Ignacio Gracia NoriegaIgnacio Gracia Noriega


Gracia Noriega, De Transición y copas

Ignacio Gracia Noriega

Los cineclubes (II)

Con su profusión y con la carga ideológica de las películas, el franquismo perdió su primera batalla. Los coloquios posteriores, pesados y pedantes. Las visitas a Oviedo del catalán Pere I. Fages y sus cintas prohibidas

Decía mi inolvidable amigo Santiago Melón, que por algo era un sabio, que la gente había encontrado en el ejercicio de la política un excelente pretexto para no estar en casa. Había reuniones a todas horas, y todo el mundo que se las daba de importante: si se le llamaba por teléfono, siempre estaba reunido. De manera que muchos pagaban a las secretarias para que repitieran con imperturbable eficacia que aquél por el que se preguntaba «estaba reunido». Con el tiempo y el asentamiento de la democracia, muchos hicieron de «estar reunidos» su medio de vida. De ahí, tantos políticos profesionales como hay ahora.

Antes de que «estar reunido» se convirtiera en un estimable «modus vivendi», la aguerrida «progresía» de los tiempos pretransicionales se iba a sufrir a los cineclubes. No sólo se sufría durante las proyecciones de las películas, por lo general plúmbeas y en blanco y negro, sino durante los coloquios que inevitablemente las sucedían y, las más de las veces, doblaban el tiempo que había durado la proyección de la película. De manera que durante el tramo final del «régimen anterior» los opositores al mismo iban a las sesiones de los cineclubes para no leer.

========

■ INSTRUCCIÓN DE TRABAJO 1 ■
Copia tal cual el fragmento del texto sobre los cineclubes que va desde "Antes de que" hasta "para no leer.", ambas palabras incluidas.
■ INSTRUCCIÓN DE TRABAJO 2 ■
Por favor, prosigue el texto sobre los cineclubes a partir de su última oración.
Las entradas no intervienen en esto.

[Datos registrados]
========

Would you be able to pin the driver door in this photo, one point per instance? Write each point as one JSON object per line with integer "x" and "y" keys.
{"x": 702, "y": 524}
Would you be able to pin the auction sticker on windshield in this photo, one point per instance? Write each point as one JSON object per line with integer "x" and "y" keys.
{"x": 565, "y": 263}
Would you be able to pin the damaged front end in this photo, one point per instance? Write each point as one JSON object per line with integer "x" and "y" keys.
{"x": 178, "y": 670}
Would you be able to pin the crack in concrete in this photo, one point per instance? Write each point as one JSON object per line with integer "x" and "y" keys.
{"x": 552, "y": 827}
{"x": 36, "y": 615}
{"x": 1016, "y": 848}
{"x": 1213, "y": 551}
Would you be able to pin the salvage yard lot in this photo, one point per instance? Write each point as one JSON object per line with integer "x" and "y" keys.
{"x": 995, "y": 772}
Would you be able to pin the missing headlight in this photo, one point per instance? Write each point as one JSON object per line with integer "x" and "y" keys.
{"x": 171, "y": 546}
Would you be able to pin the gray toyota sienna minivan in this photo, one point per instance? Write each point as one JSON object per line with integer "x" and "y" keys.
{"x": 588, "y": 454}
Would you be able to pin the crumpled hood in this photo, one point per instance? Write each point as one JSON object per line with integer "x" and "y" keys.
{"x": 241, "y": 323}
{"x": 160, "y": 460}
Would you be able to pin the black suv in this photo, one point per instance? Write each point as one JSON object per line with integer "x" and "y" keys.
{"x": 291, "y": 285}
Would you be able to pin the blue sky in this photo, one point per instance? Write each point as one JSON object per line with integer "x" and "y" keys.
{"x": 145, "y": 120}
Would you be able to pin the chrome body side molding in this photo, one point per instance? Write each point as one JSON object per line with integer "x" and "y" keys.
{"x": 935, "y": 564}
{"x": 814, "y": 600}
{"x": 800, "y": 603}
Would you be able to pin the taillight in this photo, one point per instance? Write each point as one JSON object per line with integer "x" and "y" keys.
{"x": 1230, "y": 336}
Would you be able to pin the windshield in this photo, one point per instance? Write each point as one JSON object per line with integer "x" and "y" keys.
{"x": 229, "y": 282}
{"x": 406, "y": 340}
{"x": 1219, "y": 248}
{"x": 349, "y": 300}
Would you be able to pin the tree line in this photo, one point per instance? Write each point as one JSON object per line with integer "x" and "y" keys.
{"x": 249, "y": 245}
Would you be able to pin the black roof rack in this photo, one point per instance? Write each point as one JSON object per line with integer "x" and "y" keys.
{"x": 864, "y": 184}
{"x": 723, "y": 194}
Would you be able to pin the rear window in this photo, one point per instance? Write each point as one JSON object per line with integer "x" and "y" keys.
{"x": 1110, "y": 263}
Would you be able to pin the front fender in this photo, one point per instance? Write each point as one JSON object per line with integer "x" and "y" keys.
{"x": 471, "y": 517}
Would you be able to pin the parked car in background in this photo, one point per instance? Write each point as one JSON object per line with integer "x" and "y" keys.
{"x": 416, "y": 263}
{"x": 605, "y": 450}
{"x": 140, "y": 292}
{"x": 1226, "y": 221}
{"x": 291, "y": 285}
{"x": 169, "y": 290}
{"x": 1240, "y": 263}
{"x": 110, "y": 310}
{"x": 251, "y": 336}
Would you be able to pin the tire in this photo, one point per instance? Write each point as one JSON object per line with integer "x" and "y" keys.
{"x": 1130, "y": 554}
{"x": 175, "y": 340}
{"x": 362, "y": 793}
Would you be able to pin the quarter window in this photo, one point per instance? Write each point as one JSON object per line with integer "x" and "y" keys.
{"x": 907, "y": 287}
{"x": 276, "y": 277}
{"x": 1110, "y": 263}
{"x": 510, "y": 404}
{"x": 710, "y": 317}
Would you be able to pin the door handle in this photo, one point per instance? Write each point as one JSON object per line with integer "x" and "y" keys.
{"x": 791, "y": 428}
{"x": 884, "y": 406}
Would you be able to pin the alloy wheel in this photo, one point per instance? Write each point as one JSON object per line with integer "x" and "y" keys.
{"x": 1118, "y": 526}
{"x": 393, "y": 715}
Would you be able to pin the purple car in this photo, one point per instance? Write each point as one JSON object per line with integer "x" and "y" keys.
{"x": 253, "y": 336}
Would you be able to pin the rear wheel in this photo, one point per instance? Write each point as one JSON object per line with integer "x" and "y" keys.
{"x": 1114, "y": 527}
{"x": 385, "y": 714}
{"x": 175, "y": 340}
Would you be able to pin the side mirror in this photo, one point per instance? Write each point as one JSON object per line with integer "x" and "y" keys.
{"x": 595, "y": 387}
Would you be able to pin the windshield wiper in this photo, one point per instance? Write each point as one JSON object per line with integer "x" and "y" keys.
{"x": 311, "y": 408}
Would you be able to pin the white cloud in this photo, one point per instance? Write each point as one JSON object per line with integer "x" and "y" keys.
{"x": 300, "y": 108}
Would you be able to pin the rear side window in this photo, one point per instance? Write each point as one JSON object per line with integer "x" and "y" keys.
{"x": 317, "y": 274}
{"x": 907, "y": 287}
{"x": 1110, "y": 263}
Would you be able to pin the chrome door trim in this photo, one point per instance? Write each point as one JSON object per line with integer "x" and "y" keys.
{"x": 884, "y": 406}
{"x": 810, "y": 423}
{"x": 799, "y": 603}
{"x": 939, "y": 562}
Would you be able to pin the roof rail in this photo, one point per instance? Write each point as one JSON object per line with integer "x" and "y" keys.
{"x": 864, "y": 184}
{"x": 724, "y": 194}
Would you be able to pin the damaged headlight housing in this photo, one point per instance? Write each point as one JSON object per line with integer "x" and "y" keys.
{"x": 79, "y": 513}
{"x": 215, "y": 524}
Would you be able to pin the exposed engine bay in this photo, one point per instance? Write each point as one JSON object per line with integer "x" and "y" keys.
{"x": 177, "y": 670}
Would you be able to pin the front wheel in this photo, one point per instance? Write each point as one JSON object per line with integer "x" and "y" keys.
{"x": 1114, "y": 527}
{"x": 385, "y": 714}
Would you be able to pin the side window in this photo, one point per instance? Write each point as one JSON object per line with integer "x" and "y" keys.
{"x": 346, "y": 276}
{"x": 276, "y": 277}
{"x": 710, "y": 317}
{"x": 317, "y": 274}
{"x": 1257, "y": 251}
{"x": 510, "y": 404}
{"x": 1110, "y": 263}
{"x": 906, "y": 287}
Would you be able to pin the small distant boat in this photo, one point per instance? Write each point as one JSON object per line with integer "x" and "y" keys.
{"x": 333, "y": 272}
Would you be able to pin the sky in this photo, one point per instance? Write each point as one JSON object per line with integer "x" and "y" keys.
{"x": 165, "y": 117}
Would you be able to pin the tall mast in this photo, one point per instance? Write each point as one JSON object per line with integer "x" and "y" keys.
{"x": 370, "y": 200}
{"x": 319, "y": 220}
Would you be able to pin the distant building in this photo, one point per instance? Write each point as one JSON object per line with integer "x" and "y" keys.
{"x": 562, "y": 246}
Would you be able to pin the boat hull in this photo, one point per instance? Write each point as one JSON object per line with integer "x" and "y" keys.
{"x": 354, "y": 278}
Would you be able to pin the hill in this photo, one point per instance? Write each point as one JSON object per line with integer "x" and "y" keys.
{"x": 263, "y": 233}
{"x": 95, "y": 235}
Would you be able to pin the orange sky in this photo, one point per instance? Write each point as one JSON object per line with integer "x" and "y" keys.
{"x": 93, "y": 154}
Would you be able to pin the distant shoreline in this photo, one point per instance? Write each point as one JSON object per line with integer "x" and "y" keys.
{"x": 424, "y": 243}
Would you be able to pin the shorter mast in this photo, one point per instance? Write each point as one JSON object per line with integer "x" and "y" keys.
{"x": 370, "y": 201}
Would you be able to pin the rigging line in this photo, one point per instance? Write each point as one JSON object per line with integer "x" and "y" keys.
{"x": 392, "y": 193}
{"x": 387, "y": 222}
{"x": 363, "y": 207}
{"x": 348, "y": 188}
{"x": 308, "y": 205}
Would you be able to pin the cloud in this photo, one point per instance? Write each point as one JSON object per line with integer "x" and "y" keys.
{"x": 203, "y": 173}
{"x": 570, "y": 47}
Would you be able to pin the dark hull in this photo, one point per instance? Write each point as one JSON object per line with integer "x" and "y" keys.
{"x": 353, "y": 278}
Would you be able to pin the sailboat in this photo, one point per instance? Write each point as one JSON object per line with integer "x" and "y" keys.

========

■ RESPUESTA ESPERADA 1 ■
Antes de que «estar reunido» se convirtiera en un estimable «modus vivendi», la aguerrida «progresía» de los tiempos pretransicionales se iba a sufrir a los cineclubes. No sólo se sufría durante las proyecciones de las películas, por lo general plúmbeas y en blanco y negro, sino durante los coloquios que inevitablemente las sucedían y, las más de las veces, doblaban el tiempo que había durado la proyección de la película. De manera que durante el tramo final del «régimen anterior» los opositores al mismo iban a las sesiones de los cineclubes para no leer.

■ RESPUESTA ESPERADA 2 ■
Por la gente que recuerdo de aquella época, puedo afirmar que en los caldos de cultivo de la oposición política se leía más bien poco. Ideólogos marxistas se contentaban con resúmenes muy elementales. Otros de mayores ambiciones leían refutaciones del marxismo, esperando hacerse marxistas por el procedimiento de aceptar por bueno aquello que se refutaba. Lo curioso es que estos marxistas improvisados y en la mayoría de los casos nebulosos, eran capaces de ir a la cárcel por algunas vaguedades que tan sólo habían intuido vagamente.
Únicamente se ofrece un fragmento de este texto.